___ PASSAGE FOURNI

Par courrier recommandé du 27 septembre 2004, le bourgmestre de la commune de Steinfort, ci-après dénommé le « bourgmestre », refusa de faire droit à la demande de la société S. du 29 avril 2003. Cette décision est libellée comme suit :

« Messieurs, Suite au jugement [du] Tribunal administratif du 12 juillet 2004 annulant la décision de refus déférée du conseil de l’Administration communale de Steinfort du 29 juillet 2003 et renvoyant ainsi l’affaire devant le bourgmestre de la commune de Steinfort, je suis au regret de vous informer que je ne serai (sic) donner une suite favorable à votre demande du 29 avril 2003 introduite par l’intermédiaire de votre architecte F.K. pour l’autorisation de construire une maison uni-familiale sur le terrain de la société S., sis sur le terrain de la commune de Steinfort, section C de Kleinbettingen, d’une contenance de 40a 20ca, inscrit sous les numéros cadastraux ….

Les terrains concernés par le projet de construction se situent pour le moment encore dans la zone d’habitation de faible densité d’après les dispositions du PAG de la commune.

Cette zone longe les installations industrielles deP. S.A. A ce titre, elle a fait l’objet d’une politique d’acquisition systématique de la part deP. en vue de créer une zone tampon entre la zone industrielle et la zone d’habitation.

Déférant à cette stratégie, l’entreprise, qui a pour finalité ultime de protéger les intérêts du site industriel par rapport à ceux des riverains, l’Administration communale de Steinfort fera classer les terrains en question en zone d’aménagement différé suivant les dispositions du nouveau projet d’aménagement de la commune.

Le caractère dangereux inhérent à l’activité industrielle liée au transvasement de gaz s’oppose à la délivrance d’une autorisation de bâtir d’une maison unifamiliale à proximité du site industriel.

Le principe de précaution et les impératifs de sécurité, de santé et de tranquillité publique ne permettent pas à ce stade de faire droit à une telle demande d’autorisation. Les risques d’accident graves sont suffisamment caractérisés par les pannes et incidents auxquels il fallait faire face.

Il va sans dire que la zone tampon actuellement indispensable pour séparer les intérêts industriels des intérêts privés aura vocation à disparaître lorsque la manipulation de gaz ne fera plus partie des activités deP.. Dans ce cas, les terrains en question pourront être sortis de la zone d’aménagement différé et affectés à la construction.

Il s’y ajoute que le terrain devant accueillir la construction projetée n’est pas raccordé aux infrastructures communales. Ceci vous a d’ailleurs déjà été confirmé par un certificat du 22 juin 2001.

En effet, la rue du Chemin de Fer n’est pas aménagée du côté du terrain devant accueillir la construction projetée alors qu’il n’y a ni trottoir, ni canalisation, ni électricité.

______

ÉNONCÉ DE L'EXERCICE: Rédigez la suite du passage sur le refus d'autorisation de bâtir à Steinfort, en enchaînant directement après sa dernière phrase.

___ DONNÉES

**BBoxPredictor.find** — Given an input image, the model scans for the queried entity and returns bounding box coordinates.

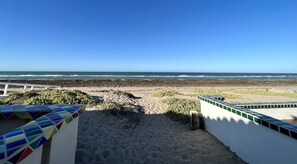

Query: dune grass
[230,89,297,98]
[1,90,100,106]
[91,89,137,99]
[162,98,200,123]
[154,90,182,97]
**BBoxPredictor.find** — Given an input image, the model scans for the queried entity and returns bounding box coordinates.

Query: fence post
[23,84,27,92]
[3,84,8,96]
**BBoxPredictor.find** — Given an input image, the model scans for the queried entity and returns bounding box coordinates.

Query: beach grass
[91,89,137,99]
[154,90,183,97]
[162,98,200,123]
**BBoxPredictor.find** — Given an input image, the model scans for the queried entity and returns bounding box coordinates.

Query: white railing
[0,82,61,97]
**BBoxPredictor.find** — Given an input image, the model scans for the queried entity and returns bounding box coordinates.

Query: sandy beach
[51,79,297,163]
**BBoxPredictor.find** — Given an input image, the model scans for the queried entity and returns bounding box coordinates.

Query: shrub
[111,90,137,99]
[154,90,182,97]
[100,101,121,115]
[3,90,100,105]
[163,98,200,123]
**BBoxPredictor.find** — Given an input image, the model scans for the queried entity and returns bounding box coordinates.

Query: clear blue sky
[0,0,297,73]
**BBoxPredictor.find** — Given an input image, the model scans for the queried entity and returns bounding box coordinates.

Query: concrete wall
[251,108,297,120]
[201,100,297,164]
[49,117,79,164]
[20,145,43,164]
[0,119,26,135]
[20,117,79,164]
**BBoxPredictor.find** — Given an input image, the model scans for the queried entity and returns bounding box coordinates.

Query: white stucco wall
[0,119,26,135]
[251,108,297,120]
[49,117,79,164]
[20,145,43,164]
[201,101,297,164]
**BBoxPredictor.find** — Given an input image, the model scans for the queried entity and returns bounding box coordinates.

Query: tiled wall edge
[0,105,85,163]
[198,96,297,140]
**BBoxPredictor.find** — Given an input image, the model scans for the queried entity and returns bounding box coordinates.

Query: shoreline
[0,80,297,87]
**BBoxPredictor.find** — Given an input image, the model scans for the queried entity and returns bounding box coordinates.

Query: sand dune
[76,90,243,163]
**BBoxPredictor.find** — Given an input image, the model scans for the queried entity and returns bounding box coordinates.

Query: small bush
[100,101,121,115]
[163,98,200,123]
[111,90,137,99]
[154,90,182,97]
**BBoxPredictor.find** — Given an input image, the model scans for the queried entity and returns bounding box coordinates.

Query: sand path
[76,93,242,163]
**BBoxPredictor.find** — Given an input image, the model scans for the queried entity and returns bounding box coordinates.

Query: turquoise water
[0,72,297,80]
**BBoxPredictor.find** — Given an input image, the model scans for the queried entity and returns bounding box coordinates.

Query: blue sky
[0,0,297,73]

______

CORRIGÉ:
Ainsi, conformément à l’article 23 du règlement des bâtisses de la commune de Steinfort, l’autorisation de construire sollicitée est refusée alors qu’en bordure des voies publiques non achevées aucune construction ne peut être implantée.

Conformément à l’article 14 du règlement grand-ducal du 8 juin 1979 relatif à la procédure à suive par les administrations relevant de l’Etat et des communes, je tiens à vous informer qu’un recours contre la présente décision peut être introduit auprès du Tribunal administratif par un avocat de la liste I. Ce recours doit être introduit sous peine de déchéance dans un délai de 3 mois à partir de la notification de la présente décision.

Veuillez agréer, (…) ».

Par requête déposée au greffe du tribunal administratif le 14 décembre 2004, la société S. a fait introduire un recours en annulation contre la décision précitée du bourgmestre du 27 septembre 2004.

Sur question afférente du tribunal lors des plaidoiries du 1er juin 2005, le mandataire de la partie défenderesse a déclaré renoncer au moyen de nullité non autrement précisé libellé dans son mémoire en réponse. Il convient de lui en donner acte.

Le recours en annulation ayant été introduit dans les formes et délai de la loi, il est recevable.

A l’appui de son recours, la société S. fait plaider en premier lieu que le refus du permis de construire sollicité lui aurait été opposé à tort, au motif que l’article 2.3.1 du règlement sur les bâtisses de la commune de Steinfort permettrait dans la zone d’habitation à faible densité, dans laquelle se trouverait le terrain litigieux, la construction d’habitations à caractère unifamilial.

Elle reproche ensuite au bourgmestre de s’être basé sur des considérations autres que celles relevant de la « réglementation des bâtisses ».

Ainsi, elle fait valoir que le bourgmestre aurait commis un excès de pouvoir, sinon un détournement de pouvoir en basant son refus sur le fait que le terrain litigieux devrait être classé en zone d’aménagement différé suivant les dispositions du nouveau projet d’aménagement général de la commune de Steinfort, au lieu de se baser sur la réglementation existante au moment de la prise de la décision déférée.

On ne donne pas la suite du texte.